#### Provided passage:
——

CLAMP: Contrastive LAnguage Model Prompt-tuning

TL;DR

This paper proposes an approach for light fine-tuning of LLMs using the same contrastive image-caption matching objective as CLIP, and shows that LLMs can achieve good image classification performance when adapted this way.

Abstract

Large language models (LLMs) have emerged as powerful general-purpose interfaces for many machine learning problems. Recent work has adapted LLMs to generative visual tasks like image captioning, visual question answering, and visual chat, using a relatively small amount of instruction-tuning data. In this paper, we explore whether modern LLMs can also be adapted to classifying an image into a set of categories. First, we evaluate multimodal LLMs that are tuned for generative tasks on zero-shot image classification and find that their performance is far below that of specialized models like CLIP. We then propose an approach for light fine-tuning of LLMs using the same contrastive image-caption matching objective as CLIP. Our results show that LLMs can, indeed, achieve good image classification performance when adapted this way. Our approach beats state-of-the-art mLLMs by 13% and slightly outperforms contrastive learning with a custom text model, while also retaining the LLM's generative abilities. LLM initialization appears to particularly help classification in domains under-represented in the visual pre-training data.

——

#### Given information:
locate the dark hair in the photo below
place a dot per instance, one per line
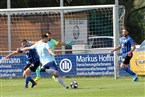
(44, 36)
(48, 33)
(127, 29)
(23, 40)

——

#### Directions for this task:
Carry on the CLAMP paper summary, picking up right after its final sentence.

#### Answer for the task:
Figures (7)

• Figure 1: State-of-the-art multimodal LLMs excel at generative visual tasks like answering questions that involve common sense, but underperform on standard image classification tasks like predicting the car type (generated using LLaVA1.5 liu2023visual). On a suite of 24 zero-shot image classification datasets they underperform SOTA zero-shot classification models like CLIP radford2021learning by 13%. In this paper, we present CLAMP, an approach to add classification abilities to a base LLM. This extends an LLM's visual reasoning ability to include visual discrimination, a fundamental computer vision task that true foundation models need to have. Putting together prior mLLM adapter modules and CLAMP, LLM's are now able to generate text, answer visually-grounded questions, chat interactively, and do zero-shot object classification.
• Figure 2: Adapting LLMs for image classification: a) Applying prior multimodal LLMs such as LLaVA liu2023visual and MiniGPT zhu2023minigpt to classification by computing the GPTScore lin2023visualgptscore has poor accuracy; b) Our approach CLAMP achieves high accuracy by lightly fine-tuning the LLM with a contrastive image-caption objective.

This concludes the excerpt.